**What the exercise asks:**
Rewrite the part of the rows that begins with the line containing "Place one marker on every instance of the shoulder, position" and ends with the line containing "pixel 190 230", both included, as a Markdown table with the columns Number and Line. Put each line in order with its running number, and leave out blank lines.

>>>

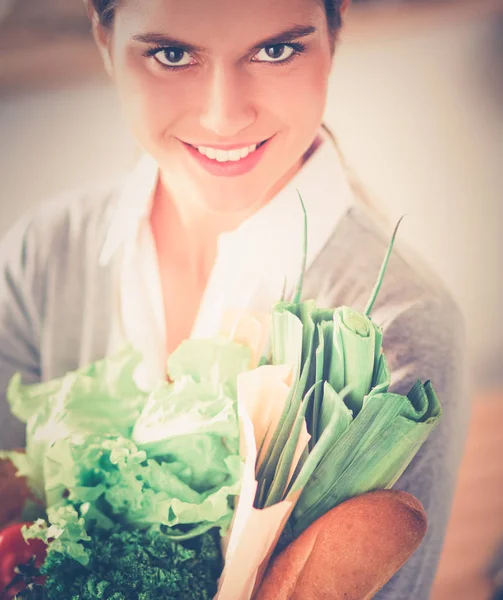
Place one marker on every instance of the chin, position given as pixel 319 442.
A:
pixel 228 204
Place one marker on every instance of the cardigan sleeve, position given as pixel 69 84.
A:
pixel 19 323
pixel 425 340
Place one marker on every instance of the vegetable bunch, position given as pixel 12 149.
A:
pixel 151 495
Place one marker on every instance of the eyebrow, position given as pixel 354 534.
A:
pixel 289 34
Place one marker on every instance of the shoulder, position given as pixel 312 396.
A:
pixel 423 326
pixel 349 265
pixel 62 225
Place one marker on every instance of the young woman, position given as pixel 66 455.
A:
pixel 226 98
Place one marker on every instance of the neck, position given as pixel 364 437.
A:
pixel 190 230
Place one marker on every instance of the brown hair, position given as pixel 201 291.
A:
pixel 333 8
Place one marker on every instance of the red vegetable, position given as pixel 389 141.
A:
pixel 15 551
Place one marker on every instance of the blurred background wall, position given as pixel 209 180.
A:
pixel 416 101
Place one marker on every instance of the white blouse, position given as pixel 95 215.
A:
pixel 252 265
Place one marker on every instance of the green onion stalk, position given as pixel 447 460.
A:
pixel 362 437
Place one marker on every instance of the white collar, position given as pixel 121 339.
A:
pixel 320 179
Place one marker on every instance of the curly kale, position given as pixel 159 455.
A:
pixel 136 565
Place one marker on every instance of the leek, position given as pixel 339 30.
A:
pixel 362 436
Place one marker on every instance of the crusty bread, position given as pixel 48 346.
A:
pixel 350 552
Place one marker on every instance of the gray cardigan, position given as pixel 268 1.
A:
pixel 49 258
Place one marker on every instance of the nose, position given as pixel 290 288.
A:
pixel 226 104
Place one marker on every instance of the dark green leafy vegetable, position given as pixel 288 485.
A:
pixel 134 565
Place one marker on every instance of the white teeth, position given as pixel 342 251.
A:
pixel 226 155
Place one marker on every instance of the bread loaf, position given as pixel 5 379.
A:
pixel 350 552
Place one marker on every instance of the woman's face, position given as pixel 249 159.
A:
pixel 220 74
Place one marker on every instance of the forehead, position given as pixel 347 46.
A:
pixel 223 20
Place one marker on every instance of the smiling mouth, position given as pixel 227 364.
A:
pixel 228 150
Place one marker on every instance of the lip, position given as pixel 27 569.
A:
pixel 229 168
pixel 225 146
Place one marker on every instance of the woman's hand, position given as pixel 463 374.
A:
pixel 350 552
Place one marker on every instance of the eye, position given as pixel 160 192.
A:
pixel 278 51
pixel 172 57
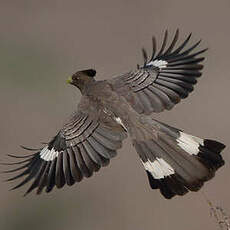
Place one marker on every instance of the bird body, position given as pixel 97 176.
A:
pixel 110 110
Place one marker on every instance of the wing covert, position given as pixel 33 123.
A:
pixel 164 80
pixel 86 143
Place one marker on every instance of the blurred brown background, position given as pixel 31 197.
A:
pixel 42 43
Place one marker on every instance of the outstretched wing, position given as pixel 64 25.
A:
pixel 162 81
pixel 84 145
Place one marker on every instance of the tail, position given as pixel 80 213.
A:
pixel 177 162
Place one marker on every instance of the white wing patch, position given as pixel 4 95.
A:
pixel 190 143
pixel 48 155
pixel 119 121
pixel 158 63
pixel 158 168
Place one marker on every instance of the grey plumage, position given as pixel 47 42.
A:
pixel 175 162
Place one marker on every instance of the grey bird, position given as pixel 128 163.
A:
pixel 110 110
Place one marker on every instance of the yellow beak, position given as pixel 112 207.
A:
pixel 69 80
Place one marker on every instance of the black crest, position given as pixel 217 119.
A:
pixel 89 72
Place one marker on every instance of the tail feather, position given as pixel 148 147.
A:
pixel 177 162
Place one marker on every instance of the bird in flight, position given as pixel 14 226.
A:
pixel 110 110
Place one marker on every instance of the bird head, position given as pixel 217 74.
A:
pixel 81 78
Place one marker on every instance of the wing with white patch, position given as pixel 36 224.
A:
pixel 85 144
pixel 164 80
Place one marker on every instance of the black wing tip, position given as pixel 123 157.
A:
pixel 177 51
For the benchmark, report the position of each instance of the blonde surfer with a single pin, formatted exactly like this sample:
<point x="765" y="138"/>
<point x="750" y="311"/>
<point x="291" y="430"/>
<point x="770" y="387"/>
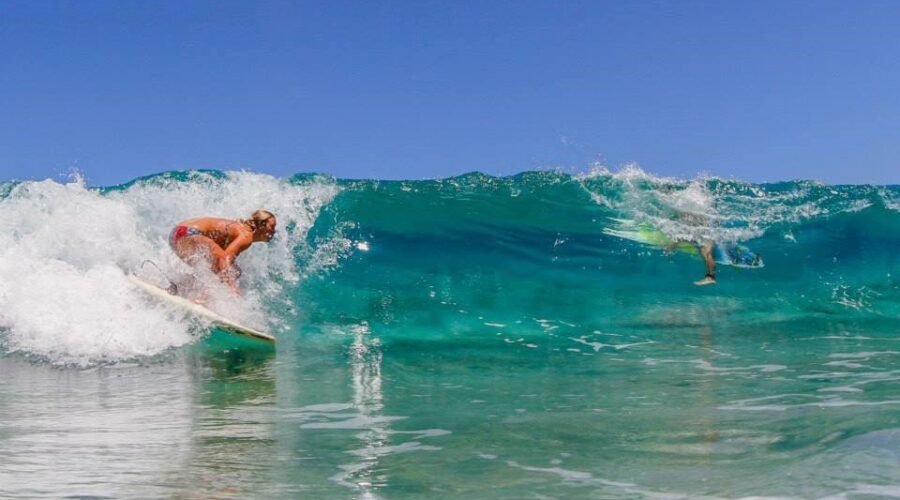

<<<

**Correct output:**
| Number | Line |
|---|---|
| 1 | Place one marker on every instance of the shoulder, position given as pixel 312 396. |
| 2 | A: |
| 3 | pixel 423 326 |
| 4 | pixel 349 265 |
| 5 | pixel 62 225 |
| 6 | Place one marker on every instance of the young woman, position given as pixel 66 455. |
| 7 | A: |
| 8 | pixel 226 98 |
| 9 | Place one marker on every instance of the neck, position given as pixel 364 437. |
| 10 | A: |
| 11 | pixel 190 230 |